Consignes écrites:
1 > Réécrivez le passage du texte sur le texte numérique qui commence par « Ces exemples montrent » et se poursuit jusqu'à « dispositif et institution. », en y remplaçant « bibliothèque » par « médiathèque ».
2 > Selon le texte sur le texte numérique, à quoi le wiki donne-t-il accès ?

Texte fourni:

Depuis les instructions informatiques élémentaires de gestion de fichiers, avec son nommage, son extension, son encodage, sa date de création ou de modification, etc., les dispositifs d'édition et de publication n'ont cessé d'améliorer leur gestion du texte numérique et de reproduire un tant soit peu une certaine stabilité, jusqu'à assurer aujourd'hui une panoplie de fonctions qui n'étaient pas envisageables avec le support papier, telles que le versionning, le multi-auteur (asynchrone), le collaboratif (synchrone), l'annotation, etc.
Le cas du wiki, donnant accès à toutes les versions antérieures du texte et aux modifications successives par auteur, en est l'exemple le plus emblématique. Github proposent un protocole de contribution différent à partir duquel émergent des dispositifs d’écriture collaborative18 (Burton). On peut également citer le principe de la blockchain19, conçue comme un registre distribué assurant la comptabilité des écritures et de leurs auteurs (machines et humains).
Ces exemples montrent bien qu'il serait possible, en théorie, de reconstruire un système bibliographique, c'est-à-dire un système fiable de référence, dans le sens d'un modèle épistémologoqie embrassant pleinement cette liquidité du texte. Or, on voit bien que les différentes fonctions traditionnellement assurées par l'institution, le dispositif ou le support (respectivement la bibliothèque, le livre ou le papier), ne sont plus distinctes et séparées, mais sont parfois transférées à d'autres entités, ou diluées entre elles, autrement dit, assumées par un milieu tout à la fois support, dispositif et institution.

Données enregistrées
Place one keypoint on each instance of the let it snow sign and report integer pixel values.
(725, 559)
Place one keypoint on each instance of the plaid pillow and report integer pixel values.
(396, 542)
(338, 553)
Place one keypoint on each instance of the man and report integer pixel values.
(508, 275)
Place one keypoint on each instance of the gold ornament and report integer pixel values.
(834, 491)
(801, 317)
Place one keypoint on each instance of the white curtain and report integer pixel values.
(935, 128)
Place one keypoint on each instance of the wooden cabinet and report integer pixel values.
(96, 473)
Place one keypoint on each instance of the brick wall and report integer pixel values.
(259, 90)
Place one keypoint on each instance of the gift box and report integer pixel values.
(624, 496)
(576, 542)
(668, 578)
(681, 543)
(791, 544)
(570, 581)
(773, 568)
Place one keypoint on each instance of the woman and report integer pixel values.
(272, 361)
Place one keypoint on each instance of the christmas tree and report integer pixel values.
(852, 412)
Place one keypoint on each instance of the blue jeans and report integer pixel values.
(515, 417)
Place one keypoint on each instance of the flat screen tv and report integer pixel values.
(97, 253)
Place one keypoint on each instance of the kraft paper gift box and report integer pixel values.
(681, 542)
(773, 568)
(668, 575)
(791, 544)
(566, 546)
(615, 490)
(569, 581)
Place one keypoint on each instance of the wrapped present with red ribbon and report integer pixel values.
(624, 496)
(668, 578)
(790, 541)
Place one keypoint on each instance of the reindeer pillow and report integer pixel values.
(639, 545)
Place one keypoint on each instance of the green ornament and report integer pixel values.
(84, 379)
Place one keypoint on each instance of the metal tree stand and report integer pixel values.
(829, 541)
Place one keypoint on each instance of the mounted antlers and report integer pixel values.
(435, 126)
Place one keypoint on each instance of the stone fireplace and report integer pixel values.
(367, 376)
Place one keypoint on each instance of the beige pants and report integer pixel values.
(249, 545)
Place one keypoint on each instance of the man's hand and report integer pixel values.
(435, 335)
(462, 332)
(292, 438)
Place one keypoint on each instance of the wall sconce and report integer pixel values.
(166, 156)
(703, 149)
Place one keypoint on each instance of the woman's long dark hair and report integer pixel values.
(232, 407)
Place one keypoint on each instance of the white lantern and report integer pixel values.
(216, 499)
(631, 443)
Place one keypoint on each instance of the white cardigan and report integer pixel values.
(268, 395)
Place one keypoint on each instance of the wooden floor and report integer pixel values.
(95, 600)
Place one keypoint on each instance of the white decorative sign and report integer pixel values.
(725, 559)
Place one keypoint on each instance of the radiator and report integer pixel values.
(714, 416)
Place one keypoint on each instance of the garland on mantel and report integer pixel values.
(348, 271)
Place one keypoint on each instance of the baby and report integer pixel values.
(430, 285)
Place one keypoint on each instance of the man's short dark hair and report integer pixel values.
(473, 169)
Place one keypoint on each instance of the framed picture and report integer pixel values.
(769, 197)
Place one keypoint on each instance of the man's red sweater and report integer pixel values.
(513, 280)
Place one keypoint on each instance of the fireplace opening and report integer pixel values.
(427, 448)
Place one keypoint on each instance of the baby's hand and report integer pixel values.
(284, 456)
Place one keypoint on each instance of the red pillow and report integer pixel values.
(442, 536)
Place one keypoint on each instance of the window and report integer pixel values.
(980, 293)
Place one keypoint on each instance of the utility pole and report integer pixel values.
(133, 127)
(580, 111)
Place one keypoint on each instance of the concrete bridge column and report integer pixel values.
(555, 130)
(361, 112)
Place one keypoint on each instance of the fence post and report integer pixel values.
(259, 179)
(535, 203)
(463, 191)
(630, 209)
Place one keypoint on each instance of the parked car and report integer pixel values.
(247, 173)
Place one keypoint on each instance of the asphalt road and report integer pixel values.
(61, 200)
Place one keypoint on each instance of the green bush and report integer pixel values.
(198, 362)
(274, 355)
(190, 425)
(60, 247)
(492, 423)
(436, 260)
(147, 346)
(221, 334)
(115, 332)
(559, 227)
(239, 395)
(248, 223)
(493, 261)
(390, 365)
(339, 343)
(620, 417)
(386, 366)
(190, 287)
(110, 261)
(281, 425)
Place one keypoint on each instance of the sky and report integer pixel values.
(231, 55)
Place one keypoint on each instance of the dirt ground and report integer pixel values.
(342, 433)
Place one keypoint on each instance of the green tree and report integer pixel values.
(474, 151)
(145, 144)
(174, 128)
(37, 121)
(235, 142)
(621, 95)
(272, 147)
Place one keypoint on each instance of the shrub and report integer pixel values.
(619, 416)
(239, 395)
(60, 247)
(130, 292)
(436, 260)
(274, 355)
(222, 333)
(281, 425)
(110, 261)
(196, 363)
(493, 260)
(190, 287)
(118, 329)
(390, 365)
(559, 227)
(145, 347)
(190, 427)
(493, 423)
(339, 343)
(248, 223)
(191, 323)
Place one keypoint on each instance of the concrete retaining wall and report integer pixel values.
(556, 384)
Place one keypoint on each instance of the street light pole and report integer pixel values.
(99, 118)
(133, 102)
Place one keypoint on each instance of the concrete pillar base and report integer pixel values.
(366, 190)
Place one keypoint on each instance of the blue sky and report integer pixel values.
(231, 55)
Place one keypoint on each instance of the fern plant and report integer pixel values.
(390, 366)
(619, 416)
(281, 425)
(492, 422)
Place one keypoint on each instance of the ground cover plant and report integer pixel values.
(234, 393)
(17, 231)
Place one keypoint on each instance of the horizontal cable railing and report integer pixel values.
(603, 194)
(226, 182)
--
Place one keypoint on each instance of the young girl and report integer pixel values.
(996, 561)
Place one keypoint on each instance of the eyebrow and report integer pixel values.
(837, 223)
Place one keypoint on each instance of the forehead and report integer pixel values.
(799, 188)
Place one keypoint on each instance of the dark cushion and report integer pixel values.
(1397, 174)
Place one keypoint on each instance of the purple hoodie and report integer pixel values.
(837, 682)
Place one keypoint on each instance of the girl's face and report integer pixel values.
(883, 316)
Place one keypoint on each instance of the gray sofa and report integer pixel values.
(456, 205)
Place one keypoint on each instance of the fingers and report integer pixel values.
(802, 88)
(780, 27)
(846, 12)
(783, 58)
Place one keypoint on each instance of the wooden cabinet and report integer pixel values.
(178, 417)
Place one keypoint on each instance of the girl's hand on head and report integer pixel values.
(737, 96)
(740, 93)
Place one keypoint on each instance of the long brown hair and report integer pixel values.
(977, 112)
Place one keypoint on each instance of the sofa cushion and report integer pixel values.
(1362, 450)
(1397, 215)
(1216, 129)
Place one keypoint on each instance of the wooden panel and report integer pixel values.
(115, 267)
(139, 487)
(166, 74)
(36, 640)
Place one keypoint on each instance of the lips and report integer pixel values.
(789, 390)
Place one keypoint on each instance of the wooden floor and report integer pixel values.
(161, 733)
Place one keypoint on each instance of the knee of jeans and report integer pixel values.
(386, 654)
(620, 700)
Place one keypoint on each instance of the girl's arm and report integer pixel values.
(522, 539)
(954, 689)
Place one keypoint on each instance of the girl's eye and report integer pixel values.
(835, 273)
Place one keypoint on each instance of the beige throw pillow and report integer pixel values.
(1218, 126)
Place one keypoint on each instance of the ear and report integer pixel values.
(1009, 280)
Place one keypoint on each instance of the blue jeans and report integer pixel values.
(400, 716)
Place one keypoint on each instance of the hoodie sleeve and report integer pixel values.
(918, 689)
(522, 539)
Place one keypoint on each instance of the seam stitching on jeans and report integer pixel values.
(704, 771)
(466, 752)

Réponses par consigne:
1 >
Ces exemples montrent bien qu'il serait possible, en théorie, de reconstruire un système bibliographique, c'est-à-dire un système fiable de référence, dans le sens d'un modèle épistémologoqie embrassant pleinement cette liquidité du texte. Or, on voit bien que les différentes fonctions traditionnellement assurées par l'institution, le dispositif ou le support (respectivement la médiathèque, le livre ou le papier), ne sont plus distinctes et séparées, mais sont parfois transférées à d'autres entités, ou diluées entre elles, autrement dit, assumées par un milieu tout à la fois support, dispositif et institution.

2 > À toutes les versions antérieures du texte et aux modifications successives par auteur.